Trecho fornecido:

======

Por Correio Braziliense

Durou poucas horas a determinação do Ministério da Educação de retomar as atividades presenciais nas instituições federais de ensino, a partir de 4 de janeiro de 2021, como definia uma portaria publicada ontem. A repercussão negativa e o desconforto junto à comunidade acadêmica obrigou a pasta a voltar atrás, algo que, na visão de especialistas e entidades do setor, arranhou ainda mais a já arranhada imagem do MEC no governo de Jair Bolsonaro, sobretudo no contexto da crise provocada pela pandemia da Covid-19.

A portaria, publicada ontem no Diário Oficial da União (DOU) e assinada pelo ministro da Educação, Milton Ribeiro, estabelecia o retorno às atividades presenciais nas universidades federais logo no começo do próximo ano. E determinava, ainda, a responsabilidade das instituições integrantes do sistema federal no desenvolvimento de planos de retomada, seguindo o protocolo de biossegurança instituído em 1º de julho passado.

======

Registros de dados:
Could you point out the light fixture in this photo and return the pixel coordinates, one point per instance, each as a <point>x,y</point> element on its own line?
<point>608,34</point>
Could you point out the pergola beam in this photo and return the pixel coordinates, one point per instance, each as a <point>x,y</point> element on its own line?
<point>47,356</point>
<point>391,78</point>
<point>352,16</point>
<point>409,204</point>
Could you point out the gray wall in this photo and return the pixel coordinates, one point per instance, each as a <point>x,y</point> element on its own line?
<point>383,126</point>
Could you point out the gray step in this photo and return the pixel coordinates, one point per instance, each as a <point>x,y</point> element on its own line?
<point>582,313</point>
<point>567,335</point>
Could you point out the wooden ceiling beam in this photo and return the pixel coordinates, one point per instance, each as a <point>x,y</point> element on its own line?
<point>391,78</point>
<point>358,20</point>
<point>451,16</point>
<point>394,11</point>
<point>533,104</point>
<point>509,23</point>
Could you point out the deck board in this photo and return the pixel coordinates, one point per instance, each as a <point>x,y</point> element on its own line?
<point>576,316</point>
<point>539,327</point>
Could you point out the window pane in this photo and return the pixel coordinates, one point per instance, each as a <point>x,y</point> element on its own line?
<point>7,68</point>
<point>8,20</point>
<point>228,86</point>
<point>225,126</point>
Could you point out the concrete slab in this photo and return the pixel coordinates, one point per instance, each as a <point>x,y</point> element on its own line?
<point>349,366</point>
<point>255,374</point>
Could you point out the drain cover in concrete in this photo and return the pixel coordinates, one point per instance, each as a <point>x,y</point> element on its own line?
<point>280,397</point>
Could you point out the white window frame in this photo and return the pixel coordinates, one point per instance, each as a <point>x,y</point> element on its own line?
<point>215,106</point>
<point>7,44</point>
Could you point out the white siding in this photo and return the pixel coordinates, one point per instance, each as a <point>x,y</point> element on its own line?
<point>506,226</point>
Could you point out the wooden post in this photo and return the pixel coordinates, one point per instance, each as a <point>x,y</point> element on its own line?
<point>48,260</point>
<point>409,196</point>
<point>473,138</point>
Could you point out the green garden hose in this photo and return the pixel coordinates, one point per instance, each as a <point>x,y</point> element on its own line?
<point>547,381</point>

======

Questões do material:
1. Relacione todos os nomes próprios de pessoas, de veículos de imprensa e de órgãos ou publicações oficiais que aparecem na notícia sobre a portaria do MEC.
2. Segundo a notícia sobre a portaria do MEC, quem assinou a portaria publicada no Diário Oficial da União?
3. Dê prosseguimento à notícia sobre a portaria do MEC a partir do ponto em que ela termina.

Respostas por tarefa:
1. Correio Braziliense; Ministério da Educação (MEC); Jair Bolsonaro; Diário Oficial da União (DOU); Milton Ribeiro.

2. O ministro da Educação, Milton Ribeiro.

3.
Após a repercussão negativa, o MEC voltou atrás. Fontes consultadas pelo Correio confirmaram a intenção de revogar a portaria, mas que o alto escalão da pasta tem como intuito estabelecer uma data de retorno, seguindo orientações do Palácio do Planalto. Em entrevista, Milton Ribeiro disse que não esperava a enxurrada de reações contrárias e afirmou que será realizada uma consulta pública antes de novas decisões serem publicadas.

“Quero abrir uma consulta pública para ouvir o mundo acadêmico. As escolas não estavam preparadas, faltava planejamento”, explicou, completando que a liberação vai ocorrer quando as instituições estiverem “confiantes”.

Surpresa

A portaria do MEC foi recebida com surpresa pelas instituições e entidades ligadas ao ensino superior, que emitiram comunicados criticando a medida e, em alguns casos, adiantando que a determinação não seria acatada. “Chama a atenção a edição de um normativo como esse, específico para instituições federais, em um momento de aumento das taxas de contaminação pelo coronavírus em diversos estados e no Distrito Federal”, destacou a Universidade de Brasília (UnB), por meio de nota.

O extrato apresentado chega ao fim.